##### ФРАГМЕНТ ИНТЕРВЬЮ

Фотоника, нейроморфные вычисления — да, всё это тоже развивается. Развивается и микроэлектроника, есть подходы к созданию электроники на новых материалах: для силовой электроники на карбиде кремния, на алмазных плёнках — спектр исследований на самом деле очень большой.
— Насколько к такого рода исследованиям сегодня проявляет интерес российский бизнес?
— Бизнес больше не может просто ходить и выбирать лучшие в мире технологии. Теперь он должен вкладываться в собственное развитие. Это касается всего: химии, наук о материалах, генетики, медицины. И электронных технологий: электротранспорта, силовой электроники. Мы видим, что бизнес сейчас смотрит по очень широкому спектру, куда вкладывать свои средства.
— Способны ли существующие производства обеспечить текущие и будущие потребности российской микроэлектроники или должны строиться новые?

##########
##### ИСХОДНЫЕ ДАННЫЕ

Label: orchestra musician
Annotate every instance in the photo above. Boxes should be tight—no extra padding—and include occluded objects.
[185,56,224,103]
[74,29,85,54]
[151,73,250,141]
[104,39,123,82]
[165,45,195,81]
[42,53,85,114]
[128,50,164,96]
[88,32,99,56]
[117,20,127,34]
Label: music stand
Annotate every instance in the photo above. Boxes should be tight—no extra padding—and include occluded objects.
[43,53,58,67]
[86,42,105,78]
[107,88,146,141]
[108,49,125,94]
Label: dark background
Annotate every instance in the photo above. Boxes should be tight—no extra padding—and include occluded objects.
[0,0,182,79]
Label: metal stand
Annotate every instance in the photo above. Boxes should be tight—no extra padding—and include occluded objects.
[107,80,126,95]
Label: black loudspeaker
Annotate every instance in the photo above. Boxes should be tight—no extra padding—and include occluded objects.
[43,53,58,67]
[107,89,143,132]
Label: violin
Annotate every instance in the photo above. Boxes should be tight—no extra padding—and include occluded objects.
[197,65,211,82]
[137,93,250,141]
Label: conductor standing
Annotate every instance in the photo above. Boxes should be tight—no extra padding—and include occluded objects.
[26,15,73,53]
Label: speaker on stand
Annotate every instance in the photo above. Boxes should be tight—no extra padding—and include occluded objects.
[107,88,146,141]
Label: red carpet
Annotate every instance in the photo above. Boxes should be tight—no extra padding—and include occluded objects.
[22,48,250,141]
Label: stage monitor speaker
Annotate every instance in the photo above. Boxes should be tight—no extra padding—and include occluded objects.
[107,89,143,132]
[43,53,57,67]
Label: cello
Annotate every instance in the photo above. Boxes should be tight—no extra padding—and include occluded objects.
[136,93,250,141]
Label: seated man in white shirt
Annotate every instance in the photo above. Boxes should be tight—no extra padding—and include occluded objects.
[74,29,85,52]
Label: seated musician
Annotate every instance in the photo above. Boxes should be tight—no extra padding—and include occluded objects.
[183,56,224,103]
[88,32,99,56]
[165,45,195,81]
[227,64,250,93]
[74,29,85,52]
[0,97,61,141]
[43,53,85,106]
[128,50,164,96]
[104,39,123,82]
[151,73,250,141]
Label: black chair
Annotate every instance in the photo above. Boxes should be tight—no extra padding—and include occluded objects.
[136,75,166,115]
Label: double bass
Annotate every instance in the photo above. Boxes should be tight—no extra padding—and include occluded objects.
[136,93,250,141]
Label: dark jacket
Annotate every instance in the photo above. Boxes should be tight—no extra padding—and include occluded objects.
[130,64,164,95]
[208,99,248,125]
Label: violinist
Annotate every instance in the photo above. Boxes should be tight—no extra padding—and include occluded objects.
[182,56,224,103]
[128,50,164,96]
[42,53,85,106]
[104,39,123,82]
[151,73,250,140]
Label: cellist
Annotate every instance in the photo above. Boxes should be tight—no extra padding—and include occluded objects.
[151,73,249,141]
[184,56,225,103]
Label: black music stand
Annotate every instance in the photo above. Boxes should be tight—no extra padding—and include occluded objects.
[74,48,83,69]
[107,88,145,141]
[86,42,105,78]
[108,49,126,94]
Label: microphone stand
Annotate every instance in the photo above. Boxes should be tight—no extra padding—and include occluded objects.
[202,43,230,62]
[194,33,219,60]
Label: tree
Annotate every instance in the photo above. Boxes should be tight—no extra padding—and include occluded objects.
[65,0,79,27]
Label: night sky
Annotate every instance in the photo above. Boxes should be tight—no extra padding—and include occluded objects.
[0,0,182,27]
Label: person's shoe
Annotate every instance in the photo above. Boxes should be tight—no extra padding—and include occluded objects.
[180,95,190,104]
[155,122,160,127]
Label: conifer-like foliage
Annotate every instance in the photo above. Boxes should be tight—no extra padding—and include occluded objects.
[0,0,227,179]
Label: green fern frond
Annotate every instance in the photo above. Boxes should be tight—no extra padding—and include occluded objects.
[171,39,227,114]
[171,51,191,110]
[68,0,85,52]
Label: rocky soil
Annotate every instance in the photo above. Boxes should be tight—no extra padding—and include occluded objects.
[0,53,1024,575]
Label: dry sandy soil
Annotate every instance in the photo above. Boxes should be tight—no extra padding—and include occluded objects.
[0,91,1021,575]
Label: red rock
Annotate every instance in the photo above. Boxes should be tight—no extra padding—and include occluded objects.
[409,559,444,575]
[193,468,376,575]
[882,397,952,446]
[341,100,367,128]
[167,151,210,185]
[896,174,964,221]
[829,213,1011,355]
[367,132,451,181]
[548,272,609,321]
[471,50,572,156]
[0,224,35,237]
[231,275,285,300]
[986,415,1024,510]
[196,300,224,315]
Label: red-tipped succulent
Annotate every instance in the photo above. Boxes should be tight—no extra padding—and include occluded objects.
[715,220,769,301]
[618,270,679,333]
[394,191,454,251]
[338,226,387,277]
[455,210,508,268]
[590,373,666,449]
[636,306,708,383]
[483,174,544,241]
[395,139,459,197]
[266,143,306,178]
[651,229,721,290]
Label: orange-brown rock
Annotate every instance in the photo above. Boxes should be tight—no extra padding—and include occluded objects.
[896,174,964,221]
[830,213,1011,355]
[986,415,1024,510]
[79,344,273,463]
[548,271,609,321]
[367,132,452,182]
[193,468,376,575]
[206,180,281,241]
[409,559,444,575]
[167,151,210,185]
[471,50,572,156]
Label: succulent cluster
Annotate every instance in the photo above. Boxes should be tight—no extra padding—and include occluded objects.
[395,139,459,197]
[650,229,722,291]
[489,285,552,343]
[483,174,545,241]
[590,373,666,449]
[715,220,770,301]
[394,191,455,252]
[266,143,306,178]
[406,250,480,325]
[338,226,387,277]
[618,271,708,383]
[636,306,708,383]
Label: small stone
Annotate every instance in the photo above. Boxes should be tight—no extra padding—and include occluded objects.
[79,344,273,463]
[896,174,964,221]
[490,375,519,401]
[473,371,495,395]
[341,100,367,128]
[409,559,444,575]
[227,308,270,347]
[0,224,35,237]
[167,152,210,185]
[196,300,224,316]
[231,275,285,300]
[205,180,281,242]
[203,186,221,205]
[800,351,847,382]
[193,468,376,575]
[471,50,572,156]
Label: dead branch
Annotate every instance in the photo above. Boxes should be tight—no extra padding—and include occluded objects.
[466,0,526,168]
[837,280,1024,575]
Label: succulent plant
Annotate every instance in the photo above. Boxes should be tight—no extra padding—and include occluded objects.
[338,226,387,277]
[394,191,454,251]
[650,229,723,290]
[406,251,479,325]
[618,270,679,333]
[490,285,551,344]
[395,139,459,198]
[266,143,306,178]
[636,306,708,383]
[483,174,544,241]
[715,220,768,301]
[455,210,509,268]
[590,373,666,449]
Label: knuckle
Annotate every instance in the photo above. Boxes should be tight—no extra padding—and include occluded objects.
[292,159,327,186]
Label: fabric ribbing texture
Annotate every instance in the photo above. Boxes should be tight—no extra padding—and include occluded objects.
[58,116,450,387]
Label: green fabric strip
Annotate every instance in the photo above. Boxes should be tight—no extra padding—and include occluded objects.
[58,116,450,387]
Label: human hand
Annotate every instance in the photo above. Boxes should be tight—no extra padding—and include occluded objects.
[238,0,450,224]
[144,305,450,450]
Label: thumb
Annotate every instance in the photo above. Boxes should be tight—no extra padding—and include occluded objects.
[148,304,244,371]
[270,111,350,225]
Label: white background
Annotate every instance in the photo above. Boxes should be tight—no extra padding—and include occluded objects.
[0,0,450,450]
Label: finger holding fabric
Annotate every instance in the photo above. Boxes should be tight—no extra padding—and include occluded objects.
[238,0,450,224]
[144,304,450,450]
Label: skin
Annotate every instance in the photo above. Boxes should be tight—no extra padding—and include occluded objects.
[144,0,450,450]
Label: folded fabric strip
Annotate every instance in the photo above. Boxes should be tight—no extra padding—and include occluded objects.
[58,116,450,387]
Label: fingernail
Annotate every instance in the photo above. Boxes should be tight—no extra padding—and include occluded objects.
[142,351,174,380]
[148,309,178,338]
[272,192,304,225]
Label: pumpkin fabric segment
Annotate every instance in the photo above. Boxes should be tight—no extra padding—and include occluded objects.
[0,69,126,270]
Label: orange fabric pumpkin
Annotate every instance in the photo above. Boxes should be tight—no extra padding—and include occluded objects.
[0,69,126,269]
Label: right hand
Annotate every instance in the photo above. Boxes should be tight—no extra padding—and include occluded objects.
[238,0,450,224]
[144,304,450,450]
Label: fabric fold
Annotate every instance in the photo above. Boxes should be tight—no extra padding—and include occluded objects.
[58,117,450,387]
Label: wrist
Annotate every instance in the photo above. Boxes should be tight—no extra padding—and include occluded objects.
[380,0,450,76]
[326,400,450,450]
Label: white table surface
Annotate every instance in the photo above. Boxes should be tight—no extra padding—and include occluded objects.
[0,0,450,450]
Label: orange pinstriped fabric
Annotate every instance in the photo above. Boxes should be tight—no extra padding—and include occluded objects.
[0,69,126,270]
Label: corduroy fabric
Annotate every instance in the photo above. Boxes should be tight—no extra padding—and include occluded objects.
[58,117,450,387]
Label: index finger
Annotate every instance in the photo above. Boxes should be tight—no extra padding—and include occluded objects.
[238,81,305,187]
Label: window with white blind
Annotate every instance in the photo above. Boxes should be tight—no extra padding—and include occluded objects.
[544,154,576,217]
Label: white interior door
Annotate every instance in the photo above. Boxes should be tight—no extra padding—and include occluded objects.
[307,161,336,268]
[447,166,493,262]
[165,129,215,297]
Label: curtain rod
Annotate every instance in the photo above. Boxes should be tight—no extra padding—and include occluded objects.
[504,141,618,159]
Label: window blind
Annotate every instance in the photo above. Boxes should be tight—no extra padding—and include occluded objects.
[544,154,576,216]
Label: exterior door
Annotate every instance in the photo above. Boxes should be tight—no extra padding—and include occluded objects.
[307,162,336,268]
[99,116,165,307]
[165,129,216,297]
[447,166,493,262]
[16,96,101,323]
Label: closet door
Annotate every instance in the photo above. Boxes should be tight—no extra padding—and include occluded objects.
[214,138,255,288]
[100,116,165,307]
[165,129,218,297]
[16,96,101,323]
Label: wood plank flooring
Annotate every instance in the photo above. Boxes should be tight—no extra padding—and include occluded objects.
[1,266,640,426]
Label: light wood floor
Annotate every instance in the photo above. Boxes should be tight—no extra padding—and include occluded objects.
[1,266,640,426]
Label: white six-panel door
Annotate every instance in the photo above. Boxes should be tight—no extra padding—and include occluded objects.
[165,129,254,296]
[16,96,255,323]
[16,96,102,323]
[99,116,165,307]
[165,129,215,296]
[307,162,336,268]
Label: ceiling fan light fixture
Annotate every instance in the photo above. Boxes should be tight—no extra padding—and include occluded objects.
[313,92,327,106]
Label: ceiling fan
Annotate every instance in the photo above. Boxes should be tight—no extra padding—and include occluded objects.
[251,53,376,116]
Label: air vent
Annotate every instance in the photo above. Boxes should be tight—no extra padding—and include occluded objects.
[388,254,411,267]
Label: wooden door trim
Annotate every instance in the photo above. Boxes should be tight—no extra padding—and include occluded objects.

##########

Воспроизведите без изменений часть фрагмента интервью между словами «Фотоника, нейроморфные вычисления» и «вкладывать свои средства.» включительно.

Фотоника, нейроморфные вычисления — да, всё это тоже развивается. Развивается и микроэлектроника, есть подходы к созданию электроники на новых материалах: для силовой электроники на карбиде кремния, на алмазных плёнках — спектр исследований на самом деле очень большой.
— Насколько к такого рода исследованиям сегодня проявляет интерес российский бизнес?
— Бизнес больше не может просто ходить и выбирать лучшие в мире технологии. Теперь он должен вкладываться в собственное развитие. Это касается всего: химии, наук о материалах, генетики, медицины. И электронных технологий: электротранспорта, силовой электроники. Мы видим, что бизнес сейчас смотрит по очень широкому спектру, куда вкладывать свои средства.